#### TASK
Count how many lines in the listing below contain the string "window", with case counting, and reply with the number alone.

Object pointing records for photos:
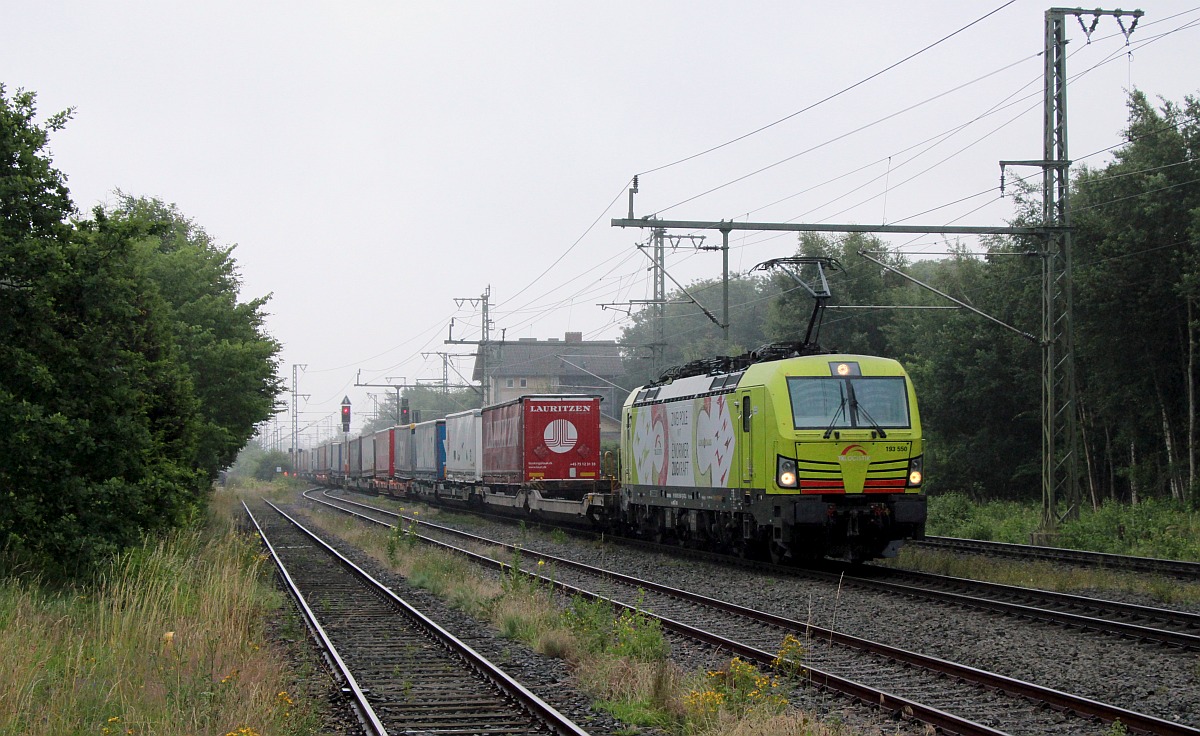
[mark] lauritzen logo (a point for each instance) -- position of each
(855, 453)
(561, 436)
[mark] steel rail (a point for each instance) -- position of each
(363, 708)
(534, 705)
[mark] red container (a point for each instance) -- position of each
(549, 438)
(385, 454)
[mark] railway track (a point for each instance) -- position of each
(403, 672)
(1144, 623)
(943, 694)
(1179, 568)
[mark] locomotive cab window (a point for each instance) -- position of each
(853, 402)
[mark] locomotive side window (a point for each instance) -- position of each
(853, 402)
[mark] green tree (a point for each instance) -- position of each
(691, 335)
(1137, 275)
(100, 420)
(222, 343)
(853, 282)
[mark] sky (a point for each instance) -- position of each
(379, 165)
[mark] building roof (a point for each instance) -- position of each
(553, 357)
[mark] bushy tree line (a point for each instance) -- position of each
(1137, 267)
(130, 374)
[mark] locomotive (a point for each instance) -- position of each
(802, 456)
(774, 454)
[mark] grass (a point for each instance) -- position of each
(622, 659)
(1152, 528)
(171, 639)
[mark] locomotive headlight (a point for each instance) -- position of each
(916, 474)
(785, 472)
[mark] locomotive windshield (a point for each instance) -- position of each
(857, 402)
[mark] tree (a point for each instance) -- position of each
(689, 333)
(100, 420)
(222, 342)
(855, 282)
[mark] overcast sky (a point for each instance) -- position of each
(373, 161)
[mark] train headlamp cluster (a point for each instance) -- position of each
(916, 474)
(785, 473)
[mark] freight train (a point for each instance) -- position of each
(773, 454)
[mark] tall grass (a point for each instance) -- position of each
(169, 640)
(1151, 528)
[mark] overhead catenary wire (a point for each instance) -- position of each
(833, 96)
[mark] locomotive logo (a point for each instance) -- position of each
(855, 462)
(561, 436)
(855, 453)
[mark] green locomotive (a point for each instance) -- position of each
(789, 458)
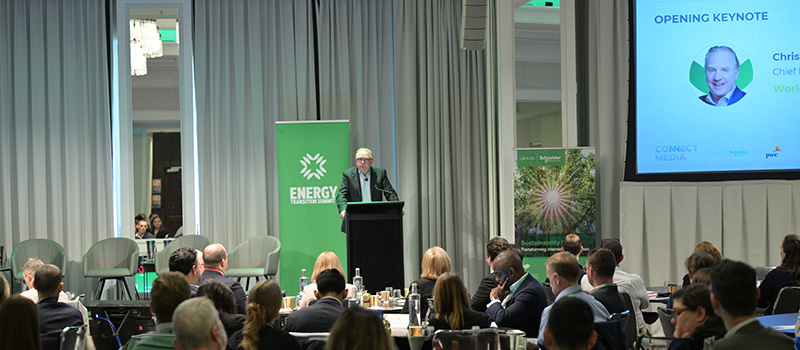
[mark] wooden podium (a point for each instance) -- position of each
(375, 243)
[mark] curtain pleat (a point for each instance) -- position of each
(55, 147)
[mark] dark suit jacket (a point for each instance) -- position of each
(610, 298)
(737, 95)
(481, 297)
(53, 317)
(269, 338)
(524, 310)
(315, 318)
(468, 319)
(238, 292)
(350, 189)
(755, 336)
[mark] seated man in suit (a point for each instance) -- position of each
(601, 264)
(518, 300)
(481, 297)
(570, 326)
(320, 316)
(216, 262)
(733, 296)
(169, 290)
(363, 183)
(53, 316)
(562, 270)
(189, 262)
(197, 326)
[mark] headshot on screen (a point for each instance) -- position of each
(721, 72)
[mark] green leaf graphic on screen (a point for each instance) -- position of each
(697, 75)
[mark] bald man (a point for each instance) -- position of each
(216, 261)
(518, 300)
--
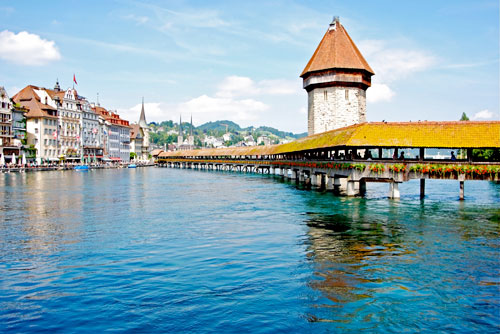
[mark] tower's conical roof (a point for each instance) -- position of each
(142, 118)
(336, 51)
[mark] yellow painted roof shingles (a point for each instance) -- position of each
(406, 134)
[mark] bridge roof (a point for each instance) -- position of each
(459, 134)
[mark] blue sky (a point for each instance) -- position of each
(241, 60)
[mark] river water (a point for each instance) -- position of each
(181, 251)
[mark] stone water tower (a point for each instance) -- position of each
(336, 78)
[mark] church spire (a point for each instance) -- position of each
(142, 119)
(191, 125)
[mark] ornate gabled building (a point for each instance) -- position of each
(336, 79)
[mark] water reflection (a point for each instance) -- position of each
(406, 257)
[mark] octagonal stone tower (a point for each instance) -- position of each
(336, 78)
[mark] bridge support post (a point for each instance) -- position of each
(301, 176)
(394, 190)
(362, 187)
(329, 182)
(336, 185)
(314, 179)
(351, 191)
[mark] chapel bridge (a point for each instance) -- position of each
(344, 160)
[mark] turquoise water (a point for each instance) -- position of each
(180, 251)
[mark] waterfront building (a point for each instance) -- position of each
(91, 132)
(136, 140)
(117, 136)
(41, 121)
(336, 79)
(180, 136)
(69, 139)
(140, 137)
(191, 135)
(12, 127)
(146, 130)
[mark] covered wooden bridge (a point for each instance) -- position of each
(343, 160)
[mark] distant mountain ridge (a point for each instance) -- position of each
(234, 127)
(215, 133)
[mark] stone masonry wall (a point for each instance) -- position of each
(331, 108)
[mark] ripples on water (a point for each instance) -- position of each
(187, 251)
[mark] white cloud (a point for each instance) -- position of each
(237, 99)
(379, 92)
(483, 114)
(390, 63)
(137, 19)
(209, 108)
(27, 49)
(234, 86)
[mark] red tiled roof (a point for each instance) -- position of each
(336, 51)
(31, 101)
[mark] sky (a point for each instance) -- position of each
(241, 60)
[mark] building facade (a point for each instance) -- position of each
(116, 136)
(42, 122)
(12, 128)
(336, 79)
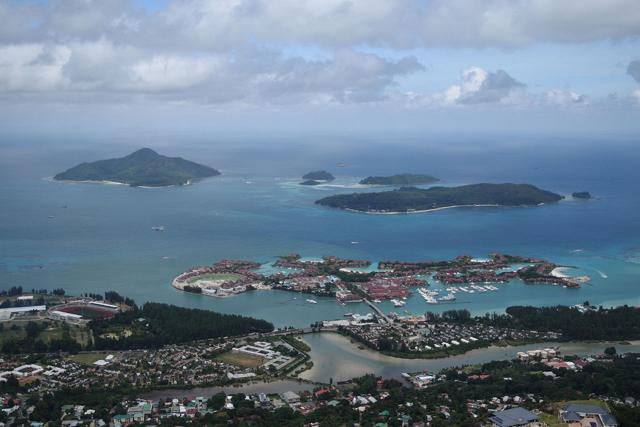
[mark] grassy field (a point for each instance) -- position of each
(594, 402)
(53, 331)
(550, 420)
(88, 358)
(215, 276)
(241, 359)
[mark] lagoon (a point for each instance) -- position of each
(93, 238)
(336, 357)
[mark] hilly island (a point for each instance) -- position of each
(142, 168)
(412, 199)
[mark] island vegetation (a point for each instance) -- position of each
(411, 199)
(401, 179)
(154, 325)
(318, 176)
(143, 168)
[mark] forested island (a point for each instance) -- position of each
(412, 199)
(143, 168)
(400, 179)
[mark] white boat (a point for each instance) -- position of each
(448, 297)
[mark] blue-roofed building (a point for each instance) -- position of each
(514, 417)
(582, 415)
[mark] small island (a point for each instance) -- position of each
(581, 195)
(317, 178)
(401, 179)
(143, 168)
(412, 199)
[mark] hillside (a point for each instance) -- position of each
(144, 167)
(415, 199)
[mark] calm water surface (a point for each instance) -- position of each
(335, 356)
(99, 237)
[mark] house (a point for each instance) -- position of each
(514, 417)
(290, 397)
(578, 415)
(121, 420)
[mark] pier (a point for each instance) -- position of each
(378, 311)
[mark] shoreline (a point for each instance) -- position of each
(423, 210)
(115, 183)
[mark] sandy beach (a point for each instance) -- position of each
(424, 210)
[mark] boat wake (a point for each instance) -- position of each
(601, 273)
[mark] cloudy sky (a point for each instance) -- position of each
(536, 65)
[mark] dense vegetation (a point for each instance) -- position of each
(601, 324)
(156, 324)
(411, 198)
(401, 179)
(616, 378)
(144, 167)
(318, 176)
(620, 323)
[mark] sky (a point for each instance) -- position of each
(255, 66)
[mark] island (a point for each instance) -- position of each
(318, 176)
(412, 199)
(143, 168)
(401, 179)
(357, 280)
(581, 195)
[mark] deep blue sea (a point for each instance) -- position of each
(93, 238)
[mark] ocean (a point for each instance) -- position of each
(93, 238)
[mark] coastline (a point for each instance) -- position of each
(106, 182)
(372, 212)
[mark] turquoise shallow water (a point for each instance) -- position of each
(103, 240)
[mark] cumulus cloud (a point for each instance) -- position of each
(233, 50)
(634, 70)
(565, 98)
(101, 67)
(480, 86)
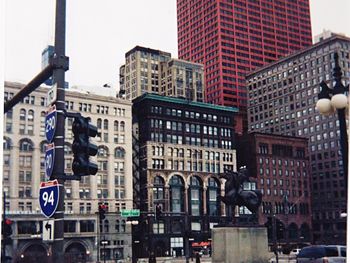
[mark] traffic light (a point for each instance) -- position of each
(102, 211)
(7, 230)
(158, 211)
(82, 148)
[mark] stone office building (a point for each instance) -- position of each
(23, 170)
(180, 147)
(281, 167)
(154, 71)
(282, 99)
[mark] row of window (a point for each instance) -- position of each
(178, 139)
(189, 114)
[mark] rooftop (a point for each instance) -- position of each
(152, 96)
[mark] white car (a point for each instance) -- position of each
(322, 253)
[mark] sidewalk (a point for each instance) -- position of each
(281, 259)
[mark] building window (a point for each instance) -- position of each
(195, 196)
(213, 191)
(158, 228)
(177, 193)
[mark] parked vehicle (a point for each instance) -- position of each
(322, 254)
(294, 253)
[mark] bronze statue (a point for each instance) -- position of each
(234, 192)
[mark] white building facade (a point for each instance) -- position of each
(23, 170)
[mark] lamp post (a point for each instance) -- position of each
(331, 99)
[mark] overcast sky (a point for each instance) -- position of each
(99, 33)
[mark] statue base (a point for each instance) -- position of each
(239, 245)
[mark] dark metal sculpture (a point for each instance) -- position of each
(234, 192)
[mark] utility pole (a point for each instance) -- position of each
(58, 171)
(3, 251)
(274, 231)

#### CORRECT ANSWER
4